__How to complete this task__
Keep the pictures out of the copy and print all the entries below exactly.

━━━━━━

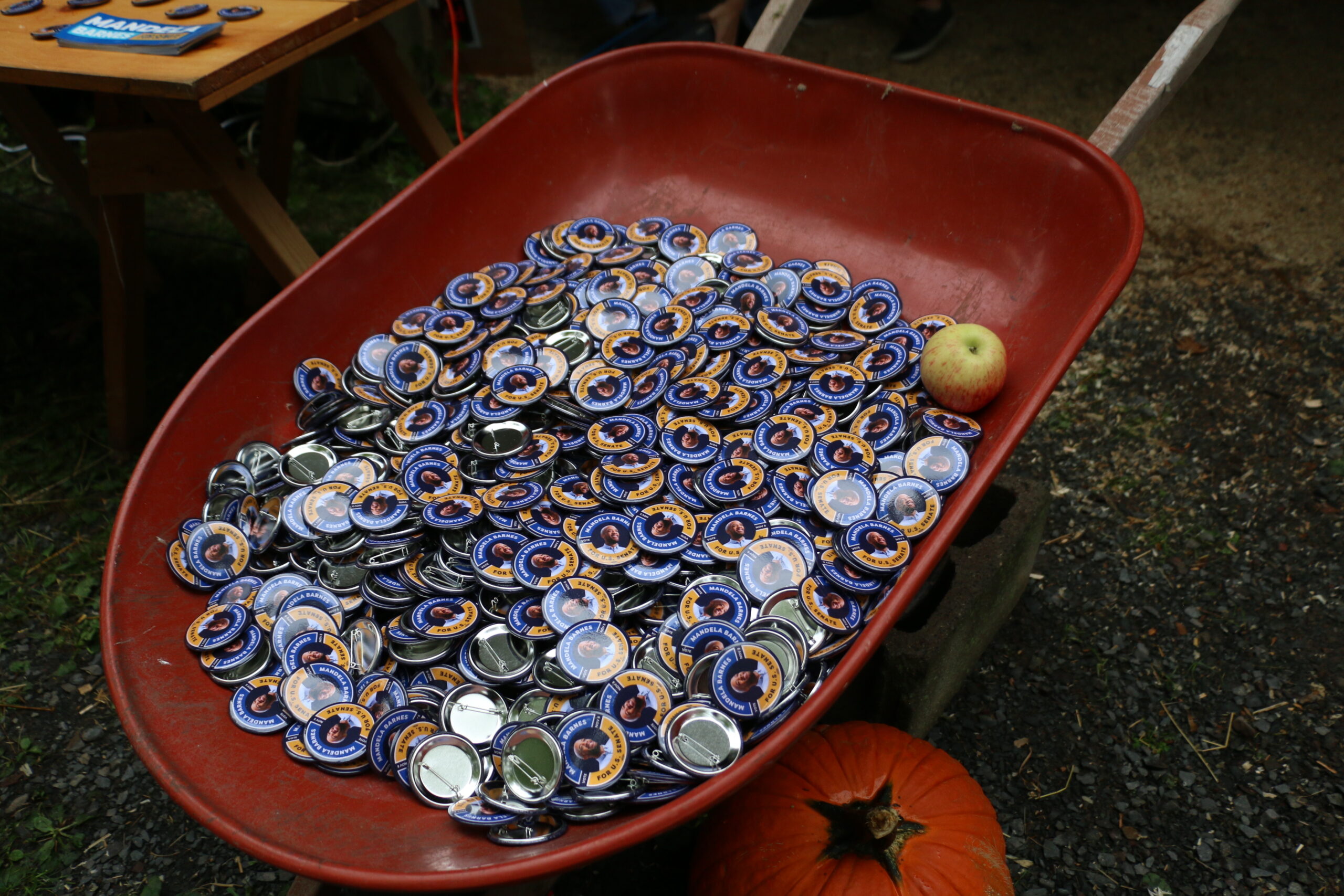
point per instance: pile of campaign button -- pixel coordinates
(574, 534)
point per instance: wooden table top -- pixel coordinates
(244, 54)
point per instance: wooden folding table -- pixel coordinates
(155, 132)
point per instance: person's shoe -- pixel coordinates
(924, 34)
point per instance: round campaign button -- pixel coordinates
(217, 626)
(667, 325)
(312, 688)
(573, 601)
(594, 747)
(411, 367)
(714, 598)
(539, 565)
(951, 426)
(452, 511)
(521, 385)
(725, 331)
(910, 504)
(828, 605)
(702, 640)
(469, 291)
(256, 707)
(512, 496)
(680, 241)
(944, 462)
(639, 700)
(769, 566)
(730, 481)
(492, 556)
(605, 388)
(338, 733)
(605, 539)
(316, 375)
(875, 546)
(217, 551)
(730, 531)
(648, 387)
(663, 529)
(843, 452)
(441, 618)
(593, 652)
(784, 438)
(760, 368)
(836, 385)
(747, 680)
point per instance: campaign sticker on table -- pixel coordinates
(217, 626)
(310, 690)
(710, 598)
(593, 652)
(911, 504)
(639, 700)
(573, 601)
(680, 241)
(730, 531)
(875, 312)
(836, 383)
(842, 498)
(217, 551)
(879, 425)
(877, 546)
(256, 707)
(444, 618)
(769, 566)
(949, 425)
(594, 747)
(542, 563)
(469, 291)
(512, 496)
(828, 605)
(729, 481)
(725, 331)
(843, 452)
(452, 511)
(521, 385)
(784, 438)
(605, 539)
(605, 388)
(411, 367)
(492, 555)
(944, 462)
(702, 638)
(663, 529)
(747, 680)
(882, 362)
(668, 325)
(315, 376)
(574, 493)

━━━━━━

__Solution to this task__
point per instance: pile of campaign button -- pixel coordinates
(574, 534)
point per instance: wooden table top -- pixel coordinates
(244, 54)
point per instance: wooden folding table -- pixel coordinates
(155, 132)
point per instance: person's shoe -- pixel coordinates
(924, 34)
point per instance: round campaign button -- pixel coordinates
(217, 626)
(667, 325)
(312, 688)
(573, 601)
(594, 747)
(411, 367)
(714, 598)
(539, 565)
(951, 426)
(452, 511)
(521, 385)
(725, 331)
(910, 504)
(828, 605)
(702, 640)
(469, 291)
(256, 707)
(512, 496)
(680, 241)
(944, 462)
(639, 700)
(769, 566)
(730, 481)
(492, 556)
(605, 388)
(338, 733)
(605, 539)
(316, 375)
(875, 546)
(217, 551)
(730, 531)
(648, 387)
(663, 529)
(843, 452)
(441, 618)
(593, 652)
(784, 438)
(760, 368)
(836, 385)
(747, 680)
point per instance: campaign sticker on table -- pixel coordinates
(217, 626)
(310, 690)
(710, 598)
(593, 652)
(911, 504)
(639, 700)
(573, 601)
(680, 241)
(730, 531)
(875, 312)
(836, 383)
(842, 498)
(217, 551)
(879, 425)
(877, 546)
(256, 707)
(444, 618)
(769, 566)
(949, 425)
(594, 747)
(542, 563)
(469, 291)
(512, 496)
(828, 605)
(729, 481)
(725, 331)
(843, 452)
(452, 511)
(521, 385)
(784, 438)
(605, 539)
(605, 388)
(411, 367)
(492, 555)
(944, 462)
(702, 638)
(663, 529)
(747, 680)
(882, 362)
(668, 325)
(315, 376)
(574, 493)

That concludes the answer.